[Natural language region descriptions]
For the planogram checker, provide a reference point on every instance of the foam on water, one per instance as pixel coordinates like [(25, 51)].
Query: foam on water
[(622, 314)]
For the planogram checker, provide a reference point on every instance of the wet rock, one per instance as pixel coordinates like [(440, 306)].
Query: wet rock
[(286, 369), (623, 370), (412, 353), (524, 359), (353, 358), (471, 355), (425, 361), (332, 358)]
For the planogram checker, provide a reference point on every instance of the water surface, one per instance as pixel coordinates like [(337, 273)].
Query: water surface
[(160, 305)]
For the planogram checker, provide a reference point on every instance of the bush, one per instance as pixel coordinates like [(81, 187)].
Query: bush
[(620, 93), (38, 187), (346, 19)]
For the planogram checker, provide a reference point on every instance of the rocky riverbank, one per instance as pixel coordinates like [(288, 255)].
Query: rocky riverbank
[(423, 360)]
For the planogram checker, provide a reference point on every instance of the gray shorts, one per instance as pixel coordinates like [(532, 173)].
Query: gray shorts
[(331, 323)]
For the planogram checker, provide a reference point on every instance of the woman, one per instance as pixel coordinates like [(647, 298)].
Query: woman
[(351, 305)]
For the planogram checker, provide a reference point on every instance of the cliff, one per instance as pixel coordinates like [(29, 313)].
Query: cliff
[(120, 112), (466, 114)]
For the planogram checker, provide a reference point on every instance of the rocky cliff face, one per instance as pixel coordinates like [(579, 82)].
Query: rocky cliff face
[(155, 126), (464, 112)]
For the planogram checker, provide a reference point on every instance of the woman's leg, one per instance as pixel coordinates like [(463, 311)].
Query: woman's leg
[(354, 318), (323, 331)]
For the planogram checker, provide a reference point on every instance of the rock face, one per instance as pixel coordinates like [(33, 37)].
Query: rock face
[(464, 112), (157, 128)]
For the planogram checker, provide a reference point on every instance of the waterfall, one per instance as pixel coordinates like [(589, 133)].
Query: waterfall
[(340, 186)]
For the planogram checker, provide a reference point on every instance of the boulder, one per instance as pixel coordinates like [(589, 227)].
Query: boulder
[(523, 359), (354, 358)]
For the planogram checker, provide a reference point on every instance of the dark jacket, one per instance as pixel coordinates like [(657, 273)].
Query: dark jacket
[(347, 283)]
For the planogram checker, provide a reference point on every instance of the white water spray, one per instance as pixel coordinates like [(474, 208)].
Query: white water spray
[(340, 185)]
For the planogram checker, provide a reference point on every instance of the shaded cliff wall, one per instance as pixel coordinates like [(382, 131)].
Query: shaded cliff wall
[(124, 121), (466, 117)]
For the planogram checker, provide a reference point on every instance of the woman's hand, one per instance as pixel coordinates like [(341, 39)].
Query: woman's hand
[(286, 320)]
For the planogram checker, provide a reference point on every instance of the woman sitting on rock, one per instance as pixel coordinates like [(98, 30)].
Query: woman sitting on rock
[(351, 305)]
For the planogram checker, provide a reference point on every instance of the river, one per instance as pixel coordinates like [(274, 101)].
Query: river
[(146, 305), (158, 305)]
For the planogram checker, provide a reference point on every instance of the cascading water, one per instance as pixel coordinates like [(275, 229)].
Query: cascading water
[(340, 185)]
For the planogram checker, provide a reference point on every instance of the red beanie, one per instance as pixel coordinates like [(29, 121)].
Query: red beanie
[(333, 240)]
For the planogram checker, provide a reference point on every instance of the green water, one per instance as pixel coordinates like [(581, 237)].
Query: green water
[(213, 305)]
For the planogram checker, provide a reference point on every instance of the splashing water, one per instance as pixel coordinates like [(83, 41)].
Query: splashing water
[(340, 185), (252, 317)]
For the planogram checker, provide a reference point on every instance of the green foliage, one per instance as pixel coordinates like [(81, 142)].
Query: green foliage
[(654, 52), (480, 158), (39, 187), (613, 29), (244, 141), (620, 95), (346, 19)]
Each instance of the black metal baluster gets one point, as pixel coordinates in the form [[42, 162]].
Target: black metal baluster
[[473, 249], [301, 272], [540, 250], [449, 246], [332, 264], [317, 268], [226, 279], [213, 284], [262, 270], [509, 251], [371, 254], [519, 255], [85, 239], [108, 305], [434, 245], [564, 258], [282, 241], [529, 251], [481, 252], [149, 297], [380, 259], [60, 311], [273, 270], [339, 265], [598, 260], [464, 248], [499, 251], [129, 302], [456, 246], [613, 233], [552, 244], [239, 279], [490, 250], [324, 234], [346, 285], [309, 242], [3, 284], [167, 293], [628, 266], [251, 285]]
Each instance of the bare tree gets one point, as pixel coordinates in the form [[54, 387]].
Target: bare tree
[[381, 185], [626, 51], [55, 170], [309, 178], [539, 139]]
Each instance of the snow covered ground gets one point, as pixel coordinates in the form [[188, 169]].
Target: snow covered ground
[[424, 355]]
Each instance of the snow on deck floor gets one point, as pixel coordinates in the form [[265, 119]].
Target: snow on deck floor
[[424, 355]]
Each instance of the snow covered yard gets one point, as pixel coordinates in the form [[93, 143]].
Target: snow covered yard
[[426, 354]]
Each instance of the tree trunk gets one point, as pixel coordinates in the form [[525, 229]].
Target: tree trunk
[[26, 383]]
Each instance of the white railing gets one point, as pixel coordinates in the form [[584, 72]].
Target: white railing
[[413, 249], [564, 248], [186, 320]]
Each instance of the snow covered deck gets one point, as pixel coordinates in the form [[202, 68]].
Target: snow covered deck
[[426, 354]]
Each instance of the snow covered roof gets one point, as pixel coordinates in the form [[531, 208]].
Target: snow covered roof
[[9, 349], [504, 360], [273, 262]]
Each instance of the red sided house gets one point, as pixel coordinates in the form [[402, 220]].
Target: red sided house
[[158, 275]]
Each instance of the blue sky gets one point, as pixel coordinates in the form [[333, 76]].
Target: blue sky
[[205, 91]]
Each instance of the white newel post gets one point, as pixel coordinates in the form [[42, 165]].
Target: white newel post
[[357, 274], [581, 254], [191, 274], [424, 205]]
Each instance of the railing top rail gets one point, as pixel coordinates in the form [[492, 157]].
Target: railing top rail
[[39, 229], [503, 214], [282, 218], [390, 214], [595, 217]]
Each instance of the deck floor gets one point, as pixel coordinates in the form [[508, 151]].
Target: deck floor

Task to complete -
Would you transcribe the records above exactly, leaving nothing out?

Reply -
For the planogram checker, provide a reference point on every instance of the foam on water, one per instance as pixel coordinates like [(25, 51)].
Query: foam on water
[(622, 314)]
For the planogram checker, provide a reference point on every instance of the wet rock, one per instance as pixel coordinates like [(440, 306)].
Query: wet rock
[(286, 369), (623, 370), (412, 353), (524, 359), (353, 358), (471, 355), (425, 361), (332, 358)]
For the planogram checker, provide a reference point on every instance of the water surface, one per instance as pixel coordinates like [(337, 273)].
Query: water surface
[(160, 305)]
For the planogram checker, provide a reference point on every instance of the bush, one per instance as pixel coordinates like [(81, 187)].
Query: bush
[(620, 93), (38, 187), (346, 19)]
For the planogram checker, provide a reference point on every instance of the rocky riverbank, one per instance as pixel coordinates like [(288, 255)].
Query: rocky riverbank
[(423, 360)]
For the planogram checker, provide a reference point on every instance of the gray shorts, one per instance as pixel coordinates like [(532, 173)].
Query: gray shorts
[(331, 323)]
For the planogram checker, provide a reference point on every instance of the woman, one per instance as pixel coordinates like [(647, 298)].
Query: woman
[(351, 305)]
For the planogram checker, provide a reference point on every instance of the cliff, one per instance as pixel coordinates like [(29, 313)].
Query: cliff
[(120, 112), (466, 114)]
For the planogram checker, provide a reference point on every instance of the rocky cliff face, one per instance as pixel coordinates like [(579, 82)].
Query: rocky cliff face
[(155, 126), (464, 112)]
For the planogram checker, provide a reference point on every instance of the woman's leg, one per instance as pixel coordinates like [(463, 311)].
Query: woman's leg
[(354, 318), (323, 331)]
For the planogram checker, provide a reference point on every instance of the rock face, one per instance as pixel coordinates like [(33, 37)].
Query: rock face
[(464, 112), (157, 128)]
For the planogram checker, provide a reference point on every instance of the waterfall, one per instance as pixel coordinates like [(589, 133)].
Query: waterfall
[(340, 186)]
For the planogram checker, provide a reference point on every instance of the boulder, one per instance as pixel coordinates like [(589, 227)].
Query: boulder
[(523, 359), (354, 358)]
For the planogram checker, provide a reference point on every instance of the dark jacket, one per instance as pixel coordinates like [(657, 273)].
Query: dark jacket
[(347, 283)]
For the planogram checker, provide a reference point on every instance of the white water spray, one per instance as pixel coordinates like [(474, 208)].
Query: white water spray
[(340, 185)]
For the planogram checker, provide a reference point on every instance of the shaded cliff wall, one per instance as pixel coordinates like [(382, 131)].
Query: shaded cliff wall
[(124, 121), (466, 117)]
For the planogram checker, provide a reference point on every instance of the woman's hand, one per instance as pixel coordinates like [(341, 39)].
Query: woman's hand
[(286, 320)]
For the planogram checker, provide a reference point on every instance of the woman sitting on rock, one per instance as pixel coordinates like [(98, 30)].
Query: woman sitting on rock
[(351, 305)]
For the planogram checker, provide a reference point on every instance of the river, one per instance as pixel coordinates like [(274, 101)].
Query: river
[(146, 305), (158, 305)]
For the planogram checker, provide a reference point on every instance of the cascading water, one per instance as pixel coordinates like [(275, 229)].
Query: cascading water
[(340, 185)]
For the planogram checker, provide a reference point on every instance of the red beanie, one per instance as pixel coordinates like [(29, 121)].
Query: red beanie
[(333, 240)]
For the planogram checker, provide a reference point on every instance of the green water, one per instance as pixel coordinates like [(581, 237)].
Query: green water
[(213, 305)]
For the planogram checker, provide a reference point on every instance of the splashing water, one per instance as pixel coordinates like [(83, 41)].
Query: splashing water
[(340, 185), (252, 317)]
For the planogram checker, provide a reference point on every instance of the green foliage, one per instance as pixel coordinates like [(81, 142)].
Query: green foliage
[(654, 52), (480, 158), (39, 187), (613, 29), (244, 141), (620, 95), (346, 19)]
Each instance of the black metal baluster gets one point, as pixel coordinates in the form [[42, 162]].
Target: black metal baluster
[[473, 249], [301, 272], [540, 250], [449, 246], [332, 264], [317, 268], [226, 279], [213, 284], [262, 270], [509, 251], [371, 254], [519, 255], [85, 239], [108, 305], [434, 245], [564, 258], [282, 241], [529, 251], [481, 252], [149, 297], [380, 259], [60, 311], [273, 270], [339, 265], [598, 260], [464, 248], [499, 251], [129, 302], [456, 246], [613, 233], [552, 244], [239, 279], [490, 250], [324, 234], [346, 285], [309, 242], [3, 284], [167, 293], [628, 266], [251, 285]]
Each instance of the bare tree gets one point, as pixel coordinates in the form [[54, 387]].
Target: bare tree
[[381, 185], [626, 51], [55, 170], [309, 178], [539, 139]]
Each instance of the snow covered ground gets one point, as pixel coordinates in the form [[188, 169]].
Target: snow covered ground
[[424, 355]]
Each instance of the snow on deck floor gets one point, as pixel coordinates in the form [[265, 119]].
Target: snow on deck floor
[[424, 355]]
Each instance of the snow covered yard gets one point, as pixel coordinates in the form [[93, 143]].
Target: snow covered yard
[[426, 354]]
Each instance of the tree trunk gets one point, as pixel coordinates in the form [[525, 229]].
Target: tree trunk
[[26, 383]]
Each instance of the white railing gets one point, as pixel coordinates in the form [[584, 72]].
Target: white railing
[[413, 249], [564, 248], [186, 320]]
Each instance of the snow covered deck gets one point, as pixel coordinates in the form [[202, 68]].
Target: snow covered deck
[[426, 354]]
Each instance of the snow covered roof gets one point, as pixel coordinates in the form [[531, 208]].
Target: snow covered roof
[[9, 349], [504, 360], [273, 262]]
Each instance of the red sided house gets one point, as pixel coordinates in the form [[402, 220]].
Target: red sided house
[[158, 275]]
Each instance of the blue sky gets one point, as pixel coordinates in the form [[333, 76]].
Target: blue sky
[[205, 91]]
Each instance of the white newel post gets one point, as pixel coordinates in the form [[42, 165]].
Target: white newel post
[[357, 274], [581, 254], [191, 274], [424, 205]]
Each instance of the railing top rail gets one point, as pixel coordinates in the form [[492, 157]].
Target: railing top rail
[[39, 229], [503, 214], [282, 218], [390, 214], [595, 217]]
Each instance of the deck floor gets one point, as pixel coordinates in the form [[508, 151]].
Target: deck floor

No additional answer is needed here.